_TUGAS LATIHAN A_
Kumpulkan setiap baris dari daftar di bawah yang memuat kata "paved", dengan memperhatikan huruf besar dan kecil.

_TEKS BACAAN_
###

Khamis, 11 November 2010

Tindakan Agresi dan Telegensi

Tindakan Agresi
Meskipun semua orang memahami apa itu agresi, namun masih terdapat perbedaan pendapat mengenai definisinya. Ada tiga perbedaan penting. Pertama, apakah kita mendefinisikan agresi sebagai perilaku melukai, ataukah mempunyai maksud melukai disebut juga agresi.
Definisi yang paling sederhana dan yang paling disukai oleh orang yang menggunakan pendekatan behaviorisme, adalah bahwa agresi merupakan perilaku yang melukai orang lain. Keuntungan definisi ini adalah bahwa perilaku itu yang menentukan apakah suatu tindakan bisa dikatakan agresi atau tidak.
Sayangnya definisi ini mengabaikan maksud orang yang melakukan suatu tindakan. Jika kita mengabaikan maksud, seorang pria yang sedang marah bermaksud untuk membunuh pesaing bisnisnya dengan cara menembak dengan pistol, tetapi ternyata senjatanya kosong, maka tindakan tersebut tidak bisa dikatakan sebagai tindakan agresi.
Meskipun pada kenyataanya pria itu sedang marah dan mencoba melakukan pembunuhan, dia tidak bisa dikatakan agresif karena senjatanya kosong. Sehingga tindakannya tidak berbahaya.
Maksud mempunyai peranan penting dalam penilaian kita tentang agresi. Karena itu, kita mendefinisikan agresi sebagai tindakan yang dimaksudkan untuk melukai orang lain. Konsep ini lebih sulit diterapkan, karena tidak semata-mata tergantung pada perilaku yang nampak.

###

_TUGAS LATIHAN B_
Kutip bagian teks tentang agresi di atas mulai dari "Khamis, 11 November" sampai dengan "agresi atau tidak." tanpa mengubah apa pun.

###

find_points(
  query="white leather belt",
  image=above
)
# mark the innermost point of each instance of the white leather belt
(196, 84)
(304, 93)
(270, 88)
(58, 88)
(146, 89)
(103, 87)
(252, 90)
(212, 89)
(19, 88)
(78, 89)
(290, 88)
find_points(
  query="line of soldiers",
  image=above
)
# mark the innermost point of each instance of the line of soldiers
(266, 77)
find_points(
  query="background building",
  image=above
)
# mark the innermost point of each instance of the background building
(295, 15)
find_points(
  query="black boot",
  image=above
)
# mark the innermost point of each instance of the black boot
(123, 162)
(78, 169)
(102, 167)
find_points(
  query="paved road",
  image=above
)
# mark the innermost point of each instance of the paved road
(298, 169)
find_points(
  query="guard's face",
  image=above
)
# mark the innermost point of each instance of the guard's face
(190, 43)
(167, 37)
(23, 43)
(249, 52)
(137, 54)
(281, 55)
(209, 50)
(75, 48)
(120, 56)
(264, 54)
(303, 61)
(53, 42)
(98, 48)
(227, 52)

###

_HASIL LATIHAN A_
  query="paved road",
# mark the innermost point of each instance of the paved road

_HASIL LATIHAN B_
Khamis, 11 November 2010

Tindakan Agresi dan Telegensi

Tindakan Agresi
Meskipun semua orang memahami apa itu agresi, namun masih terdapat perbedaan pendapat mengenai definisinya. Ada tiga perbedaan penting. Pertama, apakah kita mendefinisikan agresi sebagai perilaku melukai, ataukah mempunyai maksud melukai disebut juga agresi.
Definisi yang paling sederhana dan yang paling disukai oleh orang yang menggunakan pendekatan behaviorisme, adalah bahwa agresi merupakan perilaku yang melukai orang lain. Keuntungan definisi ini adalah bahwa perilaku itu yang menentukan apakah suatu tindakan bisa dikatakan agresi atau tidak.